▶ [ASSIGNMENT] Write out again, exactly as they stand, the line that includes "Locate the woman's eyebrow" and all remaining lines of the entries.

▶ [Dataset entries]
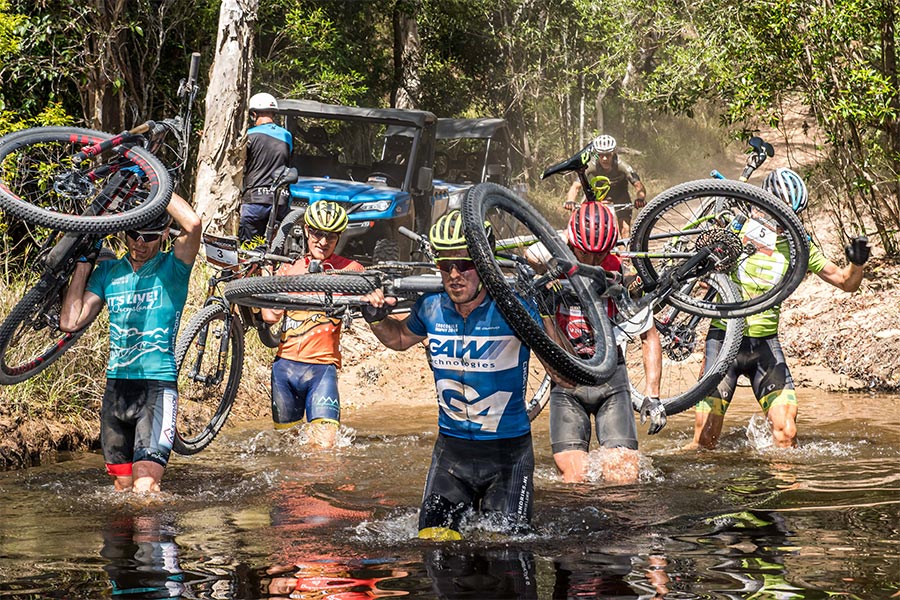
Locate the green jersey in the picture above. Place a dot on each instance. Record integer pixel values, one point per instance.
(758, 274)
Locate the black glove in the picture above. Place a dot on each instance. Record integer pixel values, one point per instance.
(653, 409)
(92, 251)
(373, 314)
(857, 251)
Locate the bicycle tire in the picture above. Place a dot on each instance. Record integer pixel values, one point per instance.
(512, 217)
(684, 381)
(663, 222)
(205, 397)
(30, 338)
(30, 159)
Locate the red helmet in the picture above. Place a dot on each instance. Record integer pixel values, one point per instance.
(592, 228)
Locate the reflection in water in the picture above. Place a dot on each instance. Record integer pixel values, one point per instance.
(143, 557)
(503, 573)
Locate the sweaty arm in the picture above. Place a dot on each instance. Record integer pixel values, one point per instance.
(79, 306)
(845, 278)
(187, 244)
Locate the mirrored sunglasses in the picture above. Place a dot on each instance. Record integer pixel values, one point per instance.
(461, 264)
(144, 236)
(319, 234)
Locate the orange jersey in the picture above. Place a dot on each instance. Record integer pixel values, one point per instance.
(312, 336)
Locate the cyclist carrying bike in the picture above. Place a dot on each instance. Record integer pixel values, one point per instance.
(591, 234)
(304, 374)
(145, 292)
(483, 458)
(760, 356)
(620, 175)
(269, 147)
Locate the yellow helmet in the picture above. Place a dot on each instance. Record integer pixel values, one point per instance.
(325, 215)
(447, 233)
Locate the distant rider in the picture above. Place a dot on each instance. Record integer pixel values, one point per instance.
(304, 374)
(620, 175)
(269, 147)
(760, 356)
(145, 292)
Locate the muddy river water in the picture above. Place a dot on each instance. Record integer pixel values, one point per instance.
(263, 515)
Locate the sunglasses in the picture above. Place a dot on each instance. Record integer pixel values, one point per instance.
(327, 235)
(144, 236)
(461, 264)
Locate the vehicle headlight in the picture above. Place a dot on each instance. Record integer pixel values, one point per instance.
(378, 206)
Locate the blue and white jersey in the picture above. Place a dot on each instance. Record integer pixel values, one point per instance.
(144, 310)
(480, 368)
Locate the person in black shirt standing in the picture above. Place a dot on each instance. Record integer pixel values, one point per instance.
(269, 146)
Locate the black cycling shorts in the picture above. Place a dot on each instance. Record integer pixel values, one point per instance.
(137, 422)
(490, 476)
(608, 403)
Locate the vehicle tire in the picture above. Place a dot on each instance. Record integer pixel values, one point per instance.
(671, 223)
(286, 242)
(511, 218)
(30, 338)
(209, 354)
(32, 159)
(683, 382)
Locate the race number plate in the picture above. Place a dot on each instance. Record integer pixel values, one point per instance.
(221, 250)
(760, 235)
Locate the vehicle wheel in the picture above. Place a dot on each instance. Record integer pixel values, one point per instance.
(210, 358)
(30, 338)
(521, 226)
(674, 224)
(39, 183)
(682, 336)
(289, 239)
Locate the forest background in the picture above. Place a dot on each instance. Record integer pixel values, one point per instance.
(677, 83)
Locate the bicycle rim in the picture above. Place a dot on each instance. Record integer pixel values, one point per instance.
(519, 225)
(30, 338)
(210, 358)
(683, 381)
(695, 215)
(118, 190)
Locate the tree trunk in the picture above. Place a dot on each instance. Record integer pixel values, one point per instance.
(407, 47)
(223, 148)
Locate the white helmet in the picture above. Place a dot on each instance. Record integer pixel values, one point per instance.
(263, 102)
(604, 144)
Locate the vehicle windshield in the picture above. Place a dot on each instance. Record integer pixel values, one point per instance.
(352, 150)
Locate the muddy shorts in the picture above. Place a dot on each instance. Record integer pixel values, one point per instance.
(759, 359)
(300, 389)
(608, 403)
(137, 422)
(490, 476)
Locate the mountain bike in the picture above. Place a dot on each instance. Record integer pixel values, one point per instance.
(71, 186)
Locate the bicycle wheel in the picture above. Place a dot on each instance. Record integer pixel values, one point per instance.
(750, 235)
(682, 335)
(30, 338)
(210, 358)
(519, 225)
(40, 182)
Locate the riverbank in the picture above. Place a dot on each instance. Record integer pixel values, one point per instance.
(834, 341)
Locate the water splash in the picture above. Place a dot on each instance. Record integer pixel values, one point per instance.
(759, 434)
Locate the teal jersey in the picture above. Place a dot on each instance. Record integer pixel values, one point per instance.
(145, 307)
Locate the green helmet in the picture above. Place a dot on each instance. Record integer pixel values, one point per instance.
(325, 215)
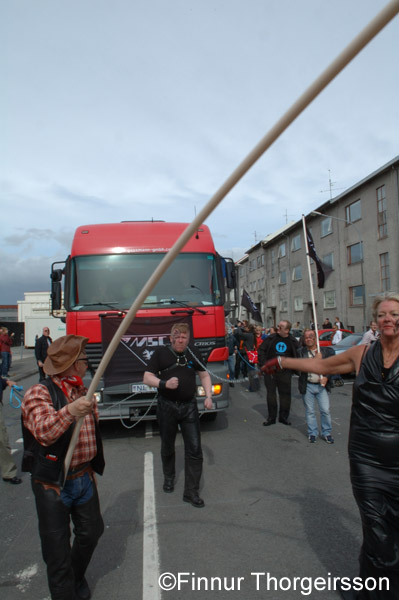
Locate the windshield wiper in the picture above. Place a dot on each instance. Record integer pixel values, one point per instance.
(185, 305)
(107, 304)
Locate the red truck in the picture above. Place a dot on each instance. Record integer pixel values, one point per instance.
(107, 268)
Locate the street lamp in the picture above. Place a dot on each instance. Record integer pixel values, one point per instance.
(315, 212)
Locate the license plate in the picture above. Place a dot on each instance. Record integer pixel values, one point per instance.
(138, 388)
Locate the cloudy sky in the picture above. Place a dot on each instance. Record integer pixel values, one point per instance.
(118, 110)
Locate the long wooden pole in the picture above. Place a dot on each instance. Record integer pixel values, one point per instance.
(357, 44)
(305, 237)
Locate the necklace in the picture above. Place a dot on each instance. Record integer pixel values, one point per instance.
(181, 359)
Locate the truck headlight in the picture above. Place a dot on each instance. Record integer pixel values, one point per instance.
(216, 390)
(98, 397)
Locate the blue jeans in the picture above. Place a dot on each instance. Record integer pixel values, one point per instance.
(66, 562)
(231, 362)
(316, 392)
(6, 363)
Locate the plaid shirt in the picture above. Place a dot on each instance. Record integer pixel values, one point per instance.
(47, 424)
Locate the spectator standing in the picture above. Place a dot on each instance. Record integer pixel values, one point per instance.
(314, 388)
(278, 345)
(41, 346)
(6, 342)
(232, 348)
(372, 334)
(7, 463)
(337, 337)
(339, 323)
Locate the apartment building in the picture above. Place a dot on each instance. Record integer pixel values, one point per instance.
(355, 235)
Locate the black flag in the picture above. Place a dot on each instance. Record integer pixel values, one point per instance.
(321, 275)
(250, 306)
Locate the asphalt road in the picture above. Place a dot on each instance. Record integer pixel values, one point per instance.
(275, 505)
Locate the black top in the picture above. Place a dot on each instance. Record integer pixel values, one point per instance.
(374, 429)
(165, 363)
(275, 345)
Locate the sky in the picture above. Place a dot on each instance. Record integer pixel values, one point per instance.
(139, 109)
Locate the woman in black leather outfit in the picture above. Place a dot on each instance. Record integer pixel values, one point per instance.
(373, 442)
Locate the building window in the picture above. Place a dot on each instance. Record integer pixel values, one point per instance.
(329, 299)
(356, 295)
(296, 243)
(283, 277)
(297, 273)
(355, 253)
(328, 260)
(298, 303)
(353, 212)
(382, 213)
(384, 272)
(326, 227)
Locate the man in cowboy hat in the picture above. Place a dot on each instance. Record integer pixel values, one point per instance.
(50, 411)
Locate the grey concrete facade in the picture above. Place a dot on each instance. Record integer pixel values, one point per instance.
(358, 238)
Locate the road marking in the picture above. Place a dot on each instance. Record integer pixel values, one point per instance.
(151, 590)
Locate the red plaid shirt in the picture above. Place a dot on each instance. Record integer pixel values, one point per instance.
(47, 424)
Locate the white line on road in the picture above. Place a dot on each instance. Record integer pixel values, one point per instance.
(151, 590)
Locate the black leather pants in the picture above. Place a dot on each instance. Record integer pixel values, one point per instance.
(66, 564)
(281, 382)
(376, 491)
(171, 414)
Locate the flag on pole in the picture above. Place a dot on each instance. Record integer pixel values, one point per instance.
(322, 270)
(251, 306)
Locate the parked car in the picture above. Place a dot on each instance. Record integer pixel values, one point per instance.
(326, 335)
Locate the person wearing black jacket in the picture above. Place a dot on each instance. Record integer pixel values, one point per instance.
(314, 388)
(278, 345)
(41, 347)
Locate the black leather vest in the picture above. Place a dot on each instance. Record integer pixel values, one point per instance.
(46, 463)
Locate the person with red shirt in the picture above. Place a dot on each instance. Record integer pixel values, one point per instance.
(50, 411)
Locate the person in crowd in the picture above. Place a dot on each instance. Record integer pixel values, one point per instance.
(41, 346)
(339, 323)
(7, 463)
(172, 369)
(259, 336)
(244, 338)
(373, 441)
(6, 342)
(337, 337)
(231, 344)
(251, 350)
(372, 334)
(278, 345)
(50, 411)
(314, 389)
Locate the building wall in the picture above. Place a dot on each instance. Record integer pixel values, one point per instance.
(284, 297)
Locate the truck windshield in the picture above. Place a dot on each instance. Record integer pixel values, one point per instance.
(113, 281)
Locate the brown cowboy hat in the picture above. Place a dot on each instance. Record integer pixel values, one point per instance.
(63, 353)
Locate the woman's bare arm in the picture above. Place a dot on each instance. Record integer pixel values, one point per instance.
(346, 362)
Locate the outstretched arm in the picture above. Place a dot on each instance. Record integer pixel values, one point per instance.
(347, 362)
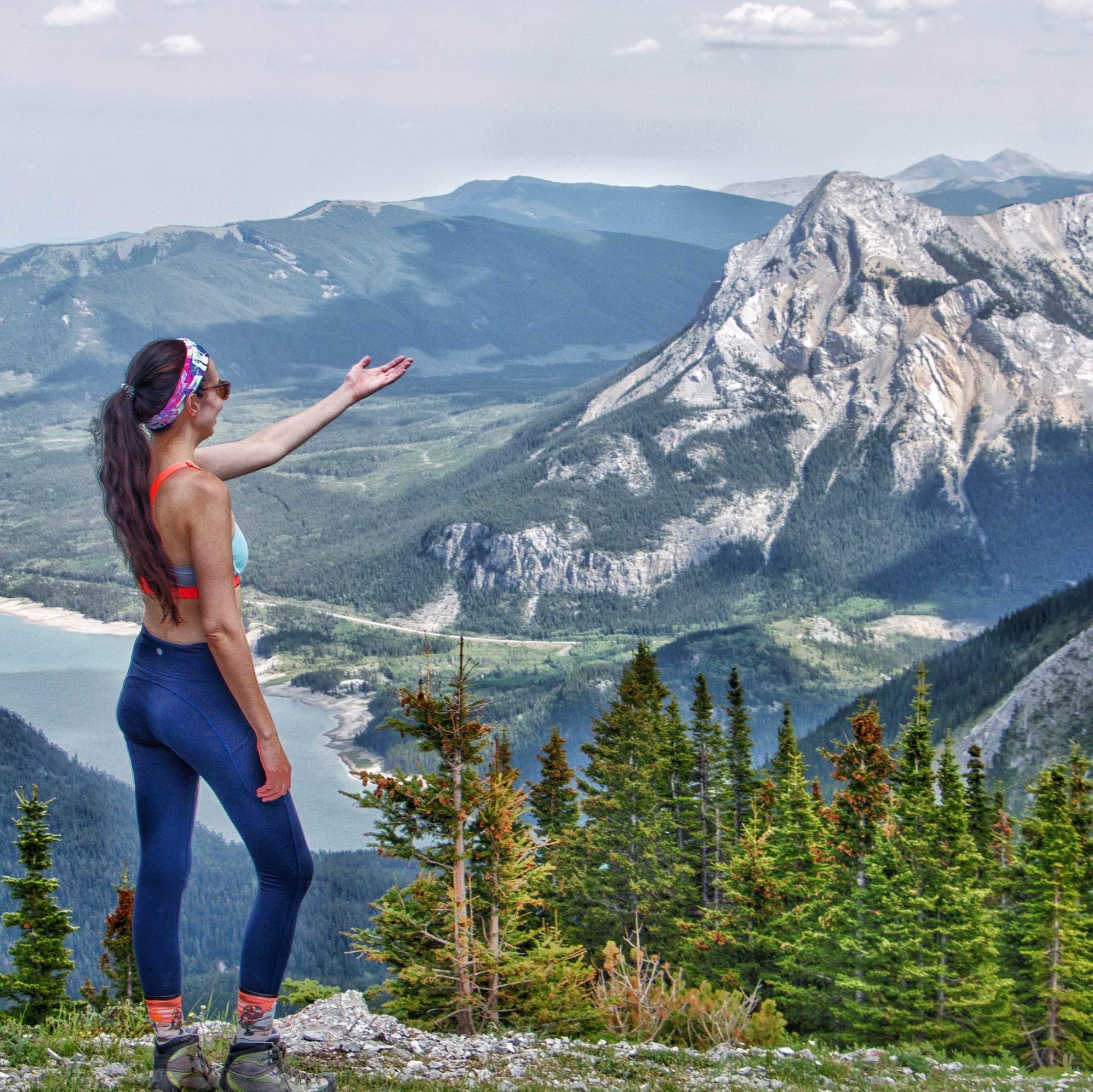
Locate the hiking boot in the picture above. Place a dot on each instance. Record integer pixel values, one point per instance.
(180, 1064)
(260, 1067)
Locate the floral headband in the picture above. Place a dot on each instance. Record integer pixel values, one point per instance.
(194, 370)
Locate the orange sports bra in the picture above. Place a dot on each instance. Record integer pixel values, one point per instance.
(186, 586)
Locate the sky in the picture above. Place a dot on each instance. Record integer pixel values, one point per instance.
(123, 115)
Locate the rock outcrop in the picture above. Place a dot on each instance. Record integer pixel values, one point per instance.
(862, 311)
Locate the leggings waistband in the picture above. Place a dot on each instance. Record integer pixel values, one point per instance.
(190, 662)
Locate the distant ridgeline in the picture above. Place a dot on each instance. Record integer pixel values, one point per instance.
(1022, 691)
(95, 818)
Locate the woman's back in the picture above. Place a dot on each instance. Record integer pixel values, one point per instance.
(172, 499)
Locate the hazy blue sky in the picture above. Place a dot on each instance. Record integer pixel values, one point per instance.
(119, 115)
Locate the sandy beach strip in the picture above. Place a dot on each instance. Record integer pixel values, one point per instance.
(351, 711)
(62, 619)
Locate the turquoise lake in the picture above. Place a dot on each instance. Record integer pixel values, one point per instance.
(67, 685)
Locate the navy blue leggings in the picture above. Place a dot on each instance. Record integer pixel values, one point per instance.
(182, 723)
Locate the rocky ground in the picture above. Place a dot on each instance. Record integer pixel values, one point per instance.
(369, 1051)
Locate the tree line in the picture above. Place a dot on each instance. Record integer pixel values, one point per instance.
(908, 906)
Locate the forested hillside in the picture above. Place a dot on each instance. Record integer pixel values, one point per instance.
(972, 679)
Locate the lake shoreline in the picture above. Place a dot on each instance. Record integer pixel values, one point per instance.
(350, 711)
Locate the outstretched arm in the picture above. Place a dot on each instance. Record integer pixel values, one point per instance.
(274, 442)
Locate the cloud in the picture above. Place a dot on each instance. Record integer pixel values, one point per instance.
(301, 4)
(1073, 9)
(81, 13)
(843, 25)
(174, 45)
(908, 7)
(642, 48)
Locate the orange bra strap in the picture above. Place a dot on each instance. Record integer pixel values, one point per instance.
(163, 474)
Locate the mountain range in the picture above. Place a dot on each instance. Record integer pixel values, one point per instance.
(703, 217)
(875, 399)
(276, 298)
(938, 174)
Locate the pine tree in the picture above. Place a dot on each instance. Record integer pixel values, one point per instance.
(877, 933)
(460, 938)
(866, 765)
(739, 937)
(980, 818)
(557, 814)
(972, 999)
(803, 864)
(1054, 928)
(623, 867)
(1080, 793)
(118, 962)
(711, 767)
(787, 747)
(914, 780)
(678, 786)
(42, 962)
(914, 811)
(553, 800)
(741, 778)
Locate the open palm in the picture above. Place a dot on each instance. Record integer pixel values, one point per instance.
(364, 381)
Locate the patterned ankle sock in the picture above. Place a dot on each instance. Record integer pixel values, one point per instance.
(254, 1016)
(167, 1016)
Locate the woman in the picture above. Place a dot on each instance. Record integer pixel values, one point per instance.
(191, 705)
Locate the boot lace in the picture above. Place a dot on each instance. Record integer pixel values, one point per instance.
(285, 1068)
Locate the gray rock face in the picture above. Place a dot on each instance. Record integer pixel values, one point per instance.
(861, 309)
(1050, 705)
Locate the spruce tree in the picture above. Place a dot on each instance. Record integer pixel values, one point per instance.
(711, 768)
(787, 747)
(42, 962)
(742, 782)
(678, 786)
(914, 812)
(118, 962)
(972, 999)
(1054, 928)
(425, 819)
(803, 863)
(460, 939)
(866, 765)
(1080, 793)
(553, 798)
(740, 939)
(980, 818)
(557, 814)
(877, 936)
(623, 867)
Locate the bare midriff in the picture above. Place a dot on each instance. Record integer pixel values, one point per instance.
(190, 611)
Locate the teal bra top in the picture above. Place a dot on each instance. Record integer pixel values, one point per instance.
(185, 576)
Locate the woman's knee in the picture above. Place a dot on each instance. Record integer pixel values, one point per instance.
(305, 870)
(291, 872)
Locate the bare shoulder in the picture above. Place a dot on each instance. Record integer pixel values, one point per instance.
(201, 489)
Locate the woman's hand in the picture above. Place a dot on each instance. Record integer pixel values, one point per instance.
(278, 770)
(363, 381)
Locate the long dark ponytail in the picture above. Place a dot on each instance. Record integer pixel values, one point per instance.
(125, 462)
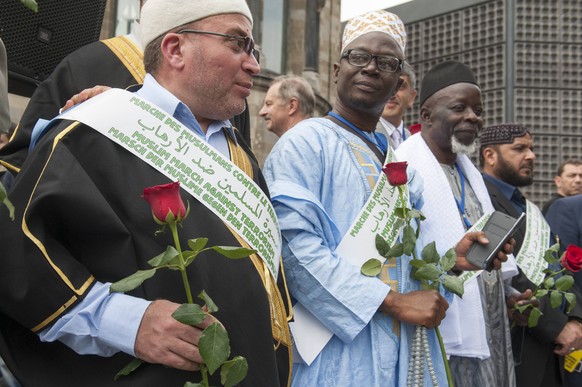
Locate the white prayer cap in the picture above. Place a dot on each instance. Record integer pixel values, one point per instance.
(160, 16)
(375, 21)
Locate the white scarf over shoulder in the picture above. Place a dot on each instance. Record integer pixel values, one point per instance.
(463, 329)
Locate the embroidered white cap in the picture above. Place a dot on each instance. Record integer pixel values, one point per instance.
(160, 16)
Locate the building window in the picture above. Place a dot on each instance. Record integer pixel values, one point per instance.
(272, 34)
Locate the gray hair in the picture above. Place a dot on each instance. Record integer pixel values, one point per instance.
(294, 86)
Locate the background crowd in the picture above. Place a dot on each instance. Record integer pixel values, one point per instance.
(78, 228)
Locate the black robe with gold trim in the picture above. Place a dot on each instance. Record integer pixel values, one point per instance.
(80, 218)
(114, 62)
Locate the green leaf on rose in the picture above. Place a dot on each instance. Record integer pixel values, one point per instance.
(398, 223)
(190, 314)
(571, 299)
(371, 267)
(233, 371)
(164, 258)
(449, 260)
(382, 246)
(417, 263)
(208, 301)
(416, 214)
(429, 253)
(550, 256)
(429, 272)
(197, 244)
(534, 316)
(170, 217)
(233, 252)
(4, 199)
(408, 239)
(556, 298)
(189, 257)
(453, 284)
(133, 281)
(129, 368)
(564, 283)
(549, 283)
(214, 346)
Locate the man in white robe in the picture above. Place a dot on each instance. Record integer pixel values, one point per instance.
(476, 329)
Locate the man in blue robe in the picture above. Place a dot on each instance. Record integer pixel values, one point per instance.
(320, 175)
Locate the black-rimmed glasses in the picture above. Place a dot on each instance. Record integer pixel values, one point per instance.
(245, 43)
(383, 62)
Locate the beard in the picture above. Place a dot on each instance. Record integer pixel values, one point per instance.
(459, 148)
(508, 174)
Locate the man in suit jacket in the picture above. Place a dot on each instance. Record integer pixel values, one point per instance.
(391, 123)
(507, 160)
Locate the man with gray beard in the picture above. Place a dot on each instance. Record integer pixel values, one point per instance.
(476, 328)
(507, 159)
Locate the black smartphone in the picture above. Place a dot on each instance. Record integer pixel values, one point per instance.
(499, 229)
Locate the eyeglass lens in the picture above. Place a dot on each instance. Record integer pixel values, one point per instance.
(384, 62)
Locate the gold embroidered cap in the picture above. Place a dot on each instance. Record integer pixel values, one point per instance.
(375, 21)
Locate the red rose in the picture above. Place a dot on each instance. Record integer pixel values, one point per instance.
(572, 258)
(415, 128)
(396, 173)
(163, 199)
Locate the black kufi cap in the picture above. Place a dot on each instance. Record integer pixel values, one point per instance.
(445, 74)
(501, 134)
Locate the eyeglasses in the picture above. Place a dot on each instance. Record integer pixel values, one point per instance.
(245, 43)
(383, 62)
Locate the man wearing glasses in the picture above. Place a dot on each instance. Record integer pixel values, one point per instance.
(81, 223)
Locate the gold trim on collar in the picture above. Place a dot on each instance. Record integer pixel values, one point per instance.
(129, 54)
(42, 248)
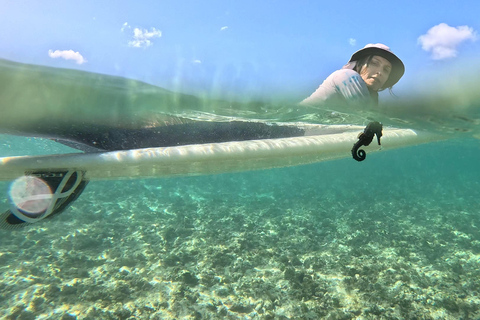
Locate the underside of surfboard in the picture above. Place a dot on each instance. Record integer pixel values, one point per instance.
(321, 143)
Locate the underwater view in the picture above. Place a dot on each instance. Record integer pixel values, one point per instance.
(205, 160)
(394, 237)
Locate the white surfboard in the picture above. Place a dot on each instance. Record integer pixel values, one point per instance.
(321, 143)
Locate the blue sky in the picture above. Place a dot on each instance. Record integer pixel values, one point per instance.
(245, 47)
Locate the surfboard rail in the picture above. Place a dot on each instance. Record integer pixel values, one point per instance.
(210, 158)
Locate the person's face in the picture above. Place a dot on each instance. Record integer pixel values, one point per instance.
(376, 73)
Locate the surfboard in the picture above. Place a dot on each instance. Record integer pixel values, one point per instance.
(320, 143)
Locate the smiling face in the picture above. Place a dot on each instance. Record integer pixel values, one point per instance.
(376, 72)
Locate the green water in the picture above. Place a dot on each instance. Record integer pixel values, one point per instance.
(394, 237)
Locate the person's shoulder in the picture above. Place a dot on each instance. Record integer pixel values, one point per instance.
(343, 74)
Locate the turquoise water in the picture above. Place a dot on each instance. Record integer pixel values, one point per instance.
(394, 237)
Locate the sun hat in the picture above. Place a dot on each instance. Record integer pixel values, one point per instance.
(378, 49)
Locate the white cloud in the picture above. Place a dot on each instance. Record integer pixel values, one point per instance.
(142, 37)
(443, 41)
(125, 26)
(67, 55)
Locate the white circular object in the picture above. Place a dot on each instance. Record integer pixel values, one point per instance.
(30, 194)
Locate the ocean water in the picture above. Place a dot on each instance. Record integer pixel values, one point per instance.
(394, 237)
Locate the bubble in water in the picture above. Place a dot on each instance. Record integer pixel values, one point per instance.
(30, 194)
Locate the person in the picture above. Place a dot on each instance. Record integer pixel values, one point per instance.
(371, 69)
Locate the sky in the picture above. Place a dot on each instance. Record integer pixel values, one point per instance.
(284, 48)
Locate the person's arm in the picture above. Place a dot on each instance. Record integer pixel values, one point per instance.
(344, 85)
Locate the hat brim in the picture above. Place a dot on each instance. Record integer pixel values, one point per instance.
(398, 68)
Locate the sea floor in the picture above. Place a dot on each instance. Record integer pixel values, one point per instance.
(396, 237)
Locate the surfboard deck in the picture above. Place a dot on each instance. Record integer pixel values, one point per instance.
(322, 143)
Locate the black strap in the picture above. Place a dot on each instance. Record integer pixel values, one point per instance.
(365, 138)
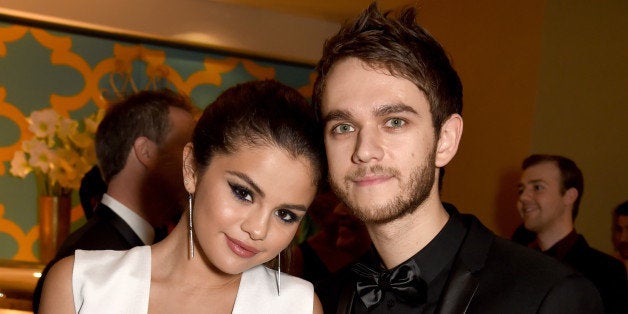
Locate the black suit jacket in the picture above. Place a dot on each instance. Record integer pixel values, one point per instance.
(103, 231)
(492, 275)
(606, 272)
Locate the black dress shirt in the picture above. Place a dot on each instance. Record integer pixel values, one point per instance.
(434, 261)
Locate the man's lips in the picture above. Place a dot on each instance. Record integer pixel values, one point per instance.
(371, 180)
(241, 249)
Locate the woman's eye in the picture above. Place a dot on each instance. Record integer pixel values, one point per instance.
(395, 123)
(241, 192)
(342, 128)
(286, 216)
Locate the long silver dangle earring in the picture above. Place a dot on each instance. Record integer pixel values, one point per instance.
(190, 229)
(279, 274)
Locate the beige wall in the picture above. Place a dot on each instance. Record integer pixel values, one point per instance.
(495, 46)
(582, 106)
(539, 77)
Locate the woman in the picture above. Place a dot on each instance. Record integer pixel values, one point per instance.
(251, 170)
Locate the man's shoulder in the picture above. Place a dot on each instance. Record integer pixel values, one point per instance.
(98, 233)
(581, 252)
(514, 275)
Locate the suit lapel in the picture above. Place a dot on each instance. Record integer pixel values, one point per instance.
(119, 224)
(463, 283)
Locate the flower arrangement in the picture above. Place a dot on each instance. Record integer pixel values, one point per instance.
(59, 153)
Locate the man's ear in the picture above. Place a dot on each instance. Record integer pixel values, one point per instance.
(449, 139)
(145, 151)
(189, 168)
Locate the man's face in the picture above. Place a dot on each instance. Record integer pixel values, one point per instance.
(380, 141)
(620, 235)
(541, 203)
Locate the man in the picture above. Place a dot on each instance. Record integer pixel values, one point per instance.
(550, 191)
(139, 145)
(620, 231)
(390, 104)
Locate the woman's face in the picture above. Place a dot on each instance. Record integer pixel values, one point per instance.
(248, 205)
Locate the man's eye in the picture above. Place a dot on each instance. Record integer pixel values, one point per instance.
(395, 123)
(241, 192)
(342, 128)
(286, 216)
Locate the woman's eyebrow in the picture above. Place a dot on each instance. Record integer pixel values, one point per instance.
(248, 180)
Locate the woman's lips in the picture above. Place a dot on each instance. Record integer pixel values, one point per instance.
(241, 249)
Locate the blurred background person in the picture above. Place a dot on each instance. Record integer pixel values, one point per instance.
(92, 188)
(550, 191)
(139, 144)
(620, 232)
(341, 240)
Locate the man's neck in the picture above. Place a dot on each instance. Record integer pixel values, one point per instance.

▶ [THE ANSWER]
Locate the woman's eyebrow in the picture above. Place a dot on each instance. Record integer pixel values, one point per instance.
(248, 180)
Locate the woman's lips in the picture above. Place a dot on each instance. Record integer pixel values, one point per instance.
(241, 249)
Locate the blurred background person in the picture above. Place a dot on each instance. Record integer pixel values, one point per instance.
(92, 188)
(550, 191)
(139, 144)
(620, 232)
(341, 240)
Locate the man's neck in the picture above. Place a dot on each instance. Record integer pixel values, one point per instance.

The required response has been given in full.